## What is needed:
All lines holding the word "same" should be located in the records and copied.

## Materials provided:
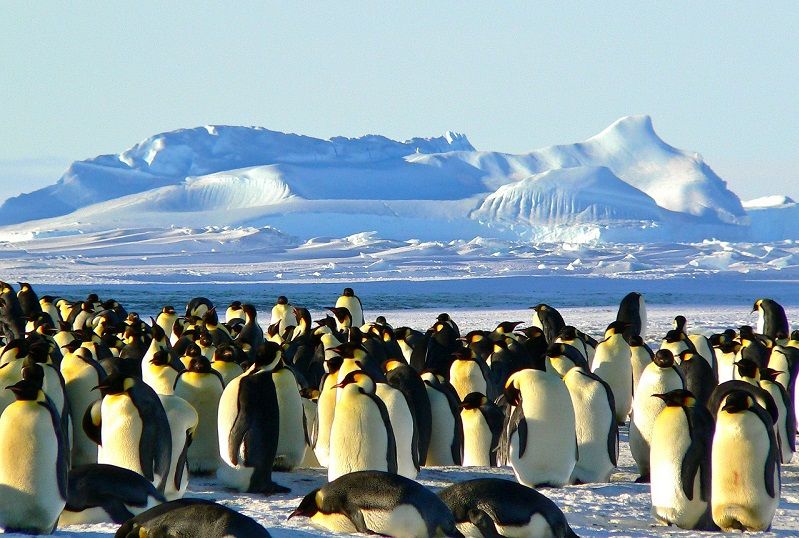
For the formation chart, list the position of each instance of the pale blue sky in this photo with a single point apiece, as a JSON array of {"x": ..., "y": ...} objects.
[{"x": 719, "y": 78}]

---

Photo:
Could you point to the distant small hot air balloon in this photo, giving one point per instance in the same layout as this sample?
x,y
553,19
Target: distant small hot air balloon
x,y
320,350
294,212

==

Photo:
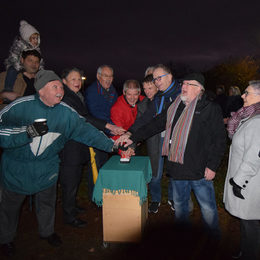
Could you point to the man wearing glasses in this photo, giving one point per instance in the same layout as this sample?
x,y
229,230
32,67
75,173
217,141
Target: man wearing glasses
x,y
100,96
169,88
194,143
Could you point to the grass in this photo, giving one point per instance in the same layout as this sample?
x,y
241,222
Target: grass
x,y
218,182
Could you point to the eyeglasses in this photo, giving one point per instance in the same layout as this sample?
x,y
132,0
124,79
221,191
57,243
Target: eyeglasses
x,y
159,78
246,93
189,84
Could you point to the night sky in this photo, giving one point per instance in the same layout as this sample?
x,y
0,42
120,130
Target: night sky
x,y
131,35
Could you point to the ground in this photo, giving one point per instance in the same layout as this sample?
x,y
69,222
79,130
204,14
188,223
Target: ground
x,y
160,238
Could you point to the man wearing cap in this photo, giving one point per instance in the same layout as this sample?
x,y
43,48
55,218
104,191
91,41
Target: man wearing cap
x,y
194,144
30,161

## Finished task:
Could you point to the distant small hot air balloon in this photo, giving one point per instance in the same layout as this sample?
Could you point to the man wearing glasses in this photo, giving one point per instance in the same layout as this sample?
Could you point to the grass in this photo, giving one point per instance in the same layout as this sample?
Could you point to the eyeglasses in this photo, giving one point per instance in the same layout as this sample?
Could you point to the night sky in this photo, giving one point per instance in the same layout as this sample?
Could you point to the ground in this photo, giving one point per instance in the same layout as this sample?
Could you point to the man wearing cap in this photo, giving one point per instance in the same layout as this sample?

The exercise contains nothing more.